» SHORT EXERCISE:
Print every line of the listing exactly, please.

Records from a point labeling set
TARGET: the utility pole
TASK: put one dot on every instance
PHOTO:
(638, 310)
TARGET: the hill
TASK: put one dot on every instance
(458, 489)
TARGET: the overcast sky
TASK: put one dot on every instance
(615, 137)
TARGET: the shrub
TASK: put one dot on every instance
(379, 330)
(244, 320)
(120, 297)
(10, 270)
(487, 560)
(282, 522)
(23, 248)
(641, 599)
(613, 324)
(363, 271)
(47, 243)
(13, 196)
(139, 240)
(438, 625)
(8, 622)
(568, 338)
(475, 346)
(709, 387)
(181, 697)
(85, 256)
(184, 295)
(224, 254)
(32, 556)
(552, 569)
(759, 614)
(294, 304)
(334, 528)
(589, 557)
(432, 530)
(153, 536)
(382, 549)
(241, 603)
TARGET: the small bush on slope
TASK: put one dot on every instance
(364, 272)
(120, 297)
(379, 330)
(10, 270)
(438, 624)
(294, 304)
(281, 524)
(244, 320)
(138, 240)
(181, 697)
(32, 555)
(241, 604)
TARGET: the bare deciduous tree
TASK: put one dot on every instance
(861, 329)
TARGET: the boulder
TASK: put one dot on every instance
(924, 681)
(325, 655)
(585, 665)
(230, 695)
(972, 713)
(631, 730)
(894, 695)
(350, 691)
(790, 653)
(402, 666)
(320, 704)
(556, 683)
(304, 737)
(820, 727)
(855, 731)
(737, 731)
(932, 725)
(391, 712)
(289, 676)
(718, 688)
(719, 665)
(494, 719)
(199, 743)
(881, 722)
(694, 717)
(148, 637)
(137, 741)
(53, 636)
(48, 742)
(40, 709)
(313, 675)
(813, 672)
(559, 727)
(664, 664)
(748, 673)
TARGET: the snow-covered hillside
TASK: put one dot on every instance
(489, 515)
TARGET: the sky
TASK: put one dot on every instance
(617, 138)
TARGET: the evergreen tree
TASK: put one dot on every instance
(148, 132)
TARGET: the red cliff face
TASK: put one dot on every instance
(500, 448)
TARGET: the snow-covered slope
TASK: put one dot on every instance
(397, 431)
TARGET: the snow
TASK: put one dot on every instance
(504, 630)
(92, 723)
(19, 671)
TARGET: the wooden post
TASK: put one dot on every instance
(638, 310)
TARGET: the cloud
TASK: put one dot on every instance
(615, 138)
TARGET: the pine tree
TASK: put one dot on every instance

» WRITTEN SOLUTION:
TARGET: the utility pole
TASK: put one dot on every instance
PHOTO:
(638, 310)
TARGET: the hill
TASK: put one dot on every instance
(458, 489)
TARGET: the overcast sky
TASK: put one dot on every instance
(615, 137)
TARGET: the shrub
TASK: put one dot on every instance
(379, 330)
(244, 320)
(120, 297)
(10, 270)
(487, 560)
(282, 522)
(23, 248)
(641, 599)
(613, 324)
(363, 271)
(47, 243)
(13, 196)
(139, 240)
(438, 625)
(8, 622)
(568, 338)
(475, 346)
(709, 387)
(181, 697)
(85, 256)
(184, 295)
(224, 254)
(32, 556)
(552, 569)
(759, 614)
(294, 304)
(334, 528)
(589, 557)
(432, 530)
(153, 536)
(382, 549)
(241, 603)
TARGET: the small bush on slope
TASK: put one dot on every instance
(364, 272)
(120, 297)
(379, 330)
(10, 270)
(438, 624)
(294, 304)
(281, 524)
(244, 320)
(138, 240)
(181, 697)
(32, 555)
(241, 604)
TARGET: the bare deciduous tree
TASK: put one dot on every instance
(861, 329)
TARGET: the boulder
TASK: put one dot on every instance
(924, 681)
(325, 655)
(585, 665)
(230, 695)
(972, 713)
(631, 730)
(894, 695)
(350, 691)
(790, 653)
(402, 666)
(320, 704)
(556, 683)
(304, 737)
(820, 727)
(855, 731)
(737, 731)
(932, 725)
(391, 712)
(289, 676)
(718, 688)
(719, 665)
(494, 719)
(199, 743)
(881, 722)
(694, 717)
(148, 637)
(137, 741)
(53, 636)
(48, 742)
(40, 709)
(313, 675)
(813, 672)
(559, 727)
(664, 664)
(748, 673)
TARGET: the snow-covered hillside
TASK: put one dot on every instance
(489, 515)
TARGET: the sky
TASK: put one dot on every instance
(617, 138)
TARGET: the evergreen tree
TASK: put one dot on every instance
(148, 132)
TARGET: the red cliff face
TASK: put one dot on every instance
(500, 448)
TARGET: the snow-covered slope
TASK: put one dot on every instance
(397, 431)
TARGET: the snow
TASK: put one dot on every instance
(504, 630)
(92, 723)
(19, 671)
TARGET: the wooden post
TASK: put one dot on every instance
(638, 310)
TARGET: the cloud
TASK: put one dot on every instance
(615, 138)
TARGET: the pine tree
TASK: put one dot on every instance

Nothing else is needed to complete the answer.